*Directions*.
1) In two sentences, what does the passage on DSM torque split and torque distribution say?
2) How would the paragraph of the passage on DSM torque split and distribution beginning "In contrast, the torque distribution" read as a short bulleted list that keeps its main facts?

The torque split for all stock DSMs is 50/50. The center differential is a straight-forward, spider-type diff with equal gearing to the front and rear outputs. This never changes as you drive, regardless of when or whether any limited-slip devices kick in. The torque split is set by the gearing, never changes (unless you buy a new diff), and is always 50/50. Period. End of story. Good-bye. (To quote Shrek.)

In contrast, the torque distribution can vary infinitely, going as high as 100/0 or as low as 0/100 (assuming extreme conditions and a center viscous coupling [VC] that's in good shape). [Note: I follow the convention of listing the front torque first, so 100/0 is all-front and 0/100 is all-rear.] Torque distribution is how much power is being used by the fronts and rears. If your fronts are on clean, dry pavement and your rears are on oiled glass, then all of the torque will be used by the fronts, so the momentary distribution will be 100/0 - assuming that the limited-slip device on the center diff can handle the transfer. Conversely, if your rears are on pavement and your fronts have no grip, then - again assuming that your VC manages to lock - all of the torque is being used in the rear for a 0/100 distribution.

*Extracted entries*.
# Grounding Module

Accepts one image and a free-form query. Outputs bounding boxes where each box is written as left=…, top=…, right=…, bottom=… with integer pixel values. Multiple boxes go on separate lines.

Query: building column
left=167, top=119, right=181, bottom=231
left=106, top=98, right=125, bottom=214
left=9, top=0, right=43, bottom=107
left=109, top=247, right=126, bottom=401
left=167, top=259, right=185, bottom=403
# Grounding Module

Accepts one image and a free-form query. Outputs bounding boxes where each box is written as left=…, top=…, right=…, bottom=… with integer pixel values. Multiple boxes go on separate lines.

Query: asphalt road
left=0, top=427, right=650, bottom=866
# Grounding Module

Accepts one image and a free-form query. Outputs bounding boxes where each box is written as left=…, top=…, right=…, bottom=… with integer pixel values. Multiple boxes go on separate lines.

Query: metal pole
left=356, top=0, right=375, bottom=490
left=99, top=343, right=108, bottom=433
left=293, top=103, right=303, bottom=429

*Solutions to the tasks*.
1) On all stock DSMs, the torque split is a fixed 50/50, set by the equal front and rear gearing of the spider-type center differential, and it changes only if a new diff is installed. Torque distribution is how much power the fronts and rears actually use, and it can vary from 100/0 to 0/100 depending on traction, provided the center viscous coupling is in good shape.

2)
- Torque distribution is how much power the fronts and rears are using. It can vary infinitely, from 100/0 to 0/100, under extreme conditions and with a center viscous coupling (VC) in good shape.
- Front torque is listed first, so 100/0 is all-front and 0/100 is all-rear.
- If the fronts are on clean, dry pavement and the rears are on oiled glass, the fronts use all the torque for a momentary 100/0, provided the center diff's limited-slip device can handle the transfer.
- If the rears are on pavement and the fronts have no grip, the rears use all the torque for 0/100, provided the VC manages to lock.